**Work required**
Please write out the entries below again, from their start through the line that contains "[[176, 346, 200, 380]]", shifting every bounding-box coordinate in the answers up by 49 and leaving the requests and their format samples unchanged. Leave the pictures out of your answer.

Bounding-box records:
** Start **

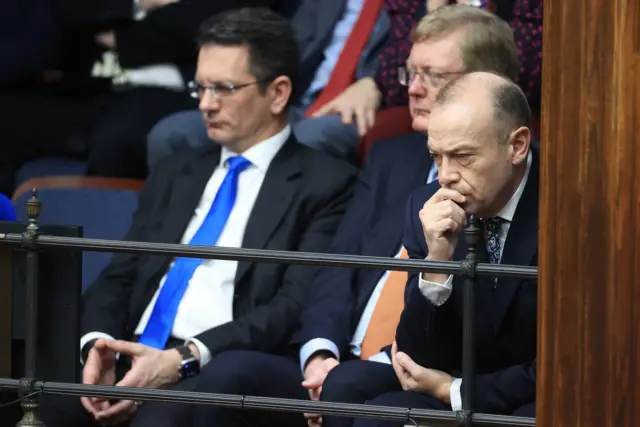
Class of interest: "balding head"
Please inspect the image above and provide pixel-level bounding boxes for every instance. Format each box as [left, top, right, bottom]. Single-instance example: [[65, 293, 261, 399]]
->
[[428, 72, 531, 217], [433, 72, 532, 142]]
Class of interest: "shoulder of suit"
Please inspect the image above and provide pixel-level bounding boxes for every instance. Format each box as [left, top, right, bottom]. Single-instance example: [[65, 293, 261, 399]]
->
[[409, 181, 440, 208], [297, 143, 358, 179], [151, 142, 216, 171], [367, 132, 428, 165]]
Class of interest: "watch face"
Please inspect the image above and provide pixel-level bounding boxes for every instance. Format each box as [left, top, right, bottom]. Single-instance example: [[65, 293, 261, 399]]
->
[[180, 358, 200, 378]]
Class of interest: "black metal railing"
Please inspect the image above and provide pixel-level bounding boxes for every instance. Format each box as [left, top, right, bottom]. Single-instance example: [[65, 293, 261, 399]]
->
[[0, 189, 538, 427]]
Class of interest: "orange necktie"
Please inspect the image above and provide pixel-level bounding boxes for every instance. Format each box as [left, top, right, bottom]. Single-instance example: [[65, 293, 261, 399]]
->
[[360, 248, 409, 360], [305, 0, 383, 117]]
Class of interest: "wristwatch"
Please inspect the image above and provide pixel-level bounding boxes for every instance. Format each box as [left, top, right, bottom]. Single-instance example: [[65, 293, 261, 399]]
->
[[176, 346, 200, 380]]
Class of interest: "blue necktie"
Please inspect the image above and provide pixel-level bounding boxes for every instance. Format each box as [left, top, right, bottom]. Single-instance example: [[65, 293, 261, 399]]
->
[[138, 157, 251, 349], [484, 216, 504, 288]]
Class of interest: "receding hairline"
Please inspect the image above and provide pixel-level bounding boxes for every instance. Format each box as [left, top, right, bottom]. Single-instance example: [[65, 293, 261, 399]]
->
[[432, 71, 532, 140]]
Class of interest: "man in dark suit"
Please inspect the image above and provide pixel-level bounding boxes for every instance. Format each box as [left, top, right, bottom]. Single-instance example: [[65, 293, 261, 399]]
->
[[188, 6, 518, 427], [35, 8, 355, 427], [355, 73, 539, 427], [147, 0, 392, 170], [0, 0, 290, 195]]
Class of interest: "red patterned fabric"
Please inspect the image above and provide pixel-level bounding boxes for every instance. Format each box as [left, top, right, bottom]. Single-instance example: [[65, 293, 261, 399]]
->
[[510, 0, 543, 111]]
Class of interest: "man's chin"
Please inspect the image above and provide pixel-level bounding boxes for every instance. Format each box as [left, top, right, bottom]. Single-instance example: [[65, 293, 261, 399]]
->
[[411, 112, 429, 133]]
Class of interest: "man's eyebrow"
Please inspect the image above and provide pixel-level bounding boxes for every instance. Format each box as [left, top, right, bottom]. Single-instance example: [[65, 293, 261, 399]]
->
[[427, 143, 476, 154]]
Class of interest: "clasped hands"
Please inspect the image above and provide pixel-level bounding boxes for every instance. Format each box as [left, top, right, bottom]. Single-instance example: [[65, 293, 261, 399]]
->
[[80, 339, 181, 425], [391, 342, 453, 404]]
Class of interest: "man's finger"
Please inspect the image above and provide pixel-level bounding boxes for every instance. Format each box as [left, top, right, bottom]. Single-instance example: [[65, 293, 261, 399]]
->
[[339, 106, 355, 126], [96, 340, 146, 357], [311, 102, 333, 117], [354, 108, 369, 137], [302, 375, 323, 390], [116, 368, 145, 387], [426, 188, 467, 204], [396, 351, 422, 378], [80, 397, 102, 417]]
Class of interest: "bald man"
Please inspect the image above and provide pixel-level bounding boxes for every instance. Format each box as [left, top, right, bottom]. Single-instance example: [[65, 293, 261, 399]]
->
[[328, 72, 539, 427]]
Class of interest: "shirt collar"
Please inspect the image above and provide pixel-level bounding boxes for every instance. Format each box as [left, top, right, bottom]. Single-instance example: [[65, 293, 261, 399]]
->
[[496, 150, 533, 222], [219, 125, 291, 173]]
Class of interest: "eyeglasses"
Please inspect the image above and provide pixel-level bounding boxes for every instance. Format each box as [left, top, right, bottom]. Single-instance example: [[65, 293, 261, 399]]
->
[[187, 80, 264, 99], [398, 67, 465, 88]]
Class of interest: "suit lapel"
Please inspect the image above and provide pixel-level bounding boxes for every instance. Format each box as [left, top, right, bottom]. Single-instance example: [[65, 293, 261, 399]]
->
[[136, 144, 221, 308], [361, 132, 431, 290], [236, 137, 302, 285], [162, 145, 221, 243], [494, 150, 539, 333]]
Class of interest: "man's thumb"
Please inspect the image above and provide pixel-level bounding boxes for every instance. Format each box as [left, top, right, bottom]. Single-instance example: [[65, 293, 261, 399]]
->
[[302, 375, 322, 390]]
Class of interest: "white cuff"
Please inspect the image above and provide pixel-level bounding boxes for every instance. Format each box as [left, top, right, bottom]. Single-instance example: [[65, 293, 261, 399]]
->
[[367, 351, 391, 365], [449, 378, 462, 411], [133, 0, 147, 21], [80, 332, 120, 365], [184, 338, 212, 368], [418, 274, 453, 307], [300, 338, 340, 372]]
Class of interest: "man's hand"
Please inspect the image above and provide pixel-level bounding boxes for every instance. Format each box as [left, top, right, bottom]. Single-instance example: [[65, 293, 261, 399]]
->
[[80, 339, 116, 417], [96, 340, 182, 424], [94, 30, 116, 50], [302, 354, 340, 427], [391, 342, 453, 404], [140, 0, 180, 12], [313, 77, 382, 136], [419, 188, 467, 281]]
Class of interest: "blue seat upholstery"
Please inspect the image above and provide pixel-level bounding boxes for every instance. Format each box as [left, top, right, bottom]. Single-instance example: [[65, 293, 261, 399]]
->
[[0, 193, 16, 221], [14, 188, 138, 291], [15, 157, 87, 187]]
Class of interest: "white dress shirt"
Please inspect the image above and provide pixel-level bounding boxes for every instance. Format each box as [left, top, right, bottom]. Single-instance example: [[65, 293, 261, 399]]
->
[[80, 126, 291, 366], [91, 0, 186, 91], [418, 152, 532, 411], [300, 163, 438, 371]]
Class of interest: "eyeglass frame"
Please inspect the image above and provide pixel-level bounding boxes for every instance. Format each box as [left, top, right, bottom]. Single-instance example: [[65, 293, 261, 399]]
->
[[397, 66, 466, 88], [187, 79, 271, 99]]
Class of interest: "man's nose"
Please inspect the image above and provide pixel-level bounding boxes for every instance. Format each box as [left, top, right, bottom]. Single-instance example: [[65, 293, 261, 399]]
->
[[199, 89, 220, 112]]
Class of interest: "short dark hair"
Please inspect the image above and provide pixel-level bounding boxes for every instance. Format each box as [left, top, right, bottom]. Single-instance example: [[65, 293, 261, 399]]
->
[[491, 80, 533, 142], [197, 7, 300, 101], [435, 71, 533, 142], [411, 4, 520, 79]]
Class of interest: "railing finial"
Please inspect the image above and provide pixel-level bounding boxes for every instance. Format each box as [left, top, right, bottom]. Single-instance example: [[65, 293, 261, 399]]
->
[[27, 188, 42, 231]]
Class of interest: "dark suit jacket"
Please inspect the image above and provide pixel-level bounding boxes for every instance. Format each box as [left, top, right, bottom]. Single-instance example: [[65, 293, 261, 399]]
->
[[81, 137, 356, 354], [293, 133, 431, 357], [54, 0, 282, 69], [396, 147, 539, 414]]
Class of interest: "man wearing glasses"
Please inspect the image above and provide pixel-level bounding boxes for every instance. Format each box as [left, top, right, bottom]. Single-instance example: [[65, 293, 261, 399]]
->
[[39, 8, 356, 427], [189, 5, 519, 427]]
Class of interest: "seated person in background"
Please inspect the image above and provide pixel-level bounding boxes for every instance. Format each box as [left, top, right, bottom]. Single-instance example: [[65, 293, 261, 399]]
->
[[147, 0, 425, 169], [0, 193, 16, 221], [427, 0, 544, 115], [39, 8, 356, 427], [189, 6, 518, 427], [355, 72, 539, 427], [0, 0, 291, 195]]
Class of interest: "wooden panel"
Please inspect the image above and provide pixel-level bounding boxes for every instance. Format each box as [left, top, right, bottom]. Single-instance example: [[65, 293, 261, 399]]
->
[[537, 0, 640, 427]]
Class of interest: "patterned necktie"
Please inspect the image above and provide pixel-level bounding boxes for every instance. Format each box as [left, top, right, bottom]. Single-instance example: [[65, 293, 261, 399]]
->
[[139, 156, 251, 349], [484, 216, 504, 288]]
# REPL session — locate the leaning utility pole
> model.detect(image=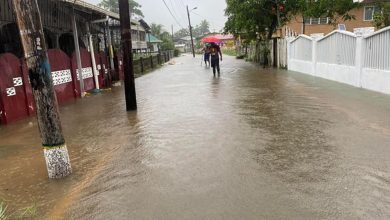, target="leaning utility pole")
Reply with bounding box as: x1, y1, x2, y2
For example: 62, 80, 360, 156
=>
119, 0, 137, 111
187, 5, 195, 57
12, 0, 72, 178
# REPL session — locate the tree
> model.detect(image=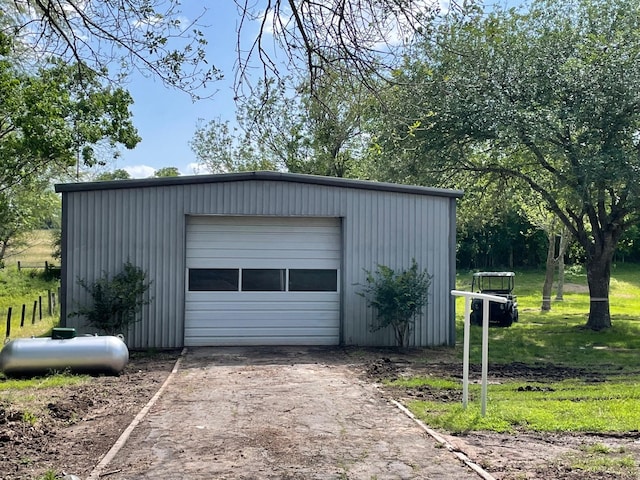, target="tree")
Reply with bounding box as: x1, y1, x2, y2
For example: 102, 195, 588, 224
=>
190, 75, 372, 178
235, 0, 474, 96
95, 168, 131, 182
153, 167, 180, 178
358, 259, 431, 347
378, 0, 640, 330
0, 0, 220, 97
0, 33, 140, 191
70, 262, 152, 335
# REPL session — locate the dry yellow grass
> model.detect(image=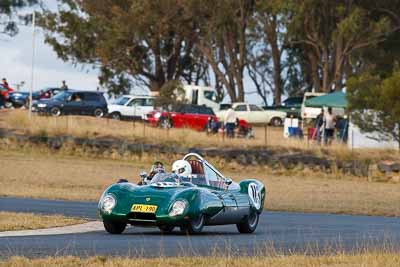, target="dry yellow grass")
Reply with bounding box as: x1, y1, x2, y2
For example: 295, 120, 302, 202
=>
0, 211, 85, 231
0, 110, 400, 162
0, 151, 400, 216
0, 252, 400, 267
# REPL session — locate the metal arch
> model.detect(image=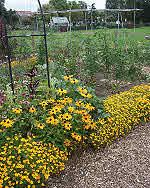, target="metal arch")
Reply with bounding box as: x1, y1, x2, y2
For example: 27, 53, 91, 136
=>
5, 0, 50, 95
38, 0, 50, 88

** End **

**Reply**
Class of interest: "balding head"
Please inspect the image above and provide pixel-level bounding boxes for every instance. Format each box as [left, top, right, bottom]. Single-instance example: [[65, 293, 261, 399]]
->
[[477, 121, 580, 266], [482, 121, 581, 191]]
Class of interest: "shoulder of suit"
Please inspect the image above and provide pixel-level bounding boxes for every instance. Format each box as [left, top, right, bottom]. Single-instance example: [[65, 293, 261, 399]]
->
[[458, 230, 489, 257], [346, 192, 407, 228], [200, 191, 265, 220], [416, 181, 477, 214]]
Class of interest: "watch face"
Please inspect the image above and provide pixel-level bounding boxes for every instance. Format each box as [left, top, right, bottom]. Single-instance example: [[65, 293, 261, 399]]
->
[[229, 407, 249, 427]]
Class of interest: "black metal railing"
Please inspect the image above and provide pixel-level bounding boxes for every instance. Format each box as [left, top, right, bottom]. Single-instance example: [[65, 293, 261, 399]]
->
[[49, 238, 587, 476]]
Class of interest: "orange necktie"
Please inspect the image above and provide pixel-level bounding boxes for every instance. Format each box as [left, top, right, bottom]. Single-instance example: [[65, 293, 261, 399]]
->
[[409, 297, 458, 409], [354, 49, 432, 166]]
Class of interest: "wristwatch"
Please inspect the image above and provide pixel-level bounding boxes for every instance. Format each box as [left, top, right, bottom]. Single-instance example: [[65, 293, 261, 399]]
->
[[225, 395, 249, 429]]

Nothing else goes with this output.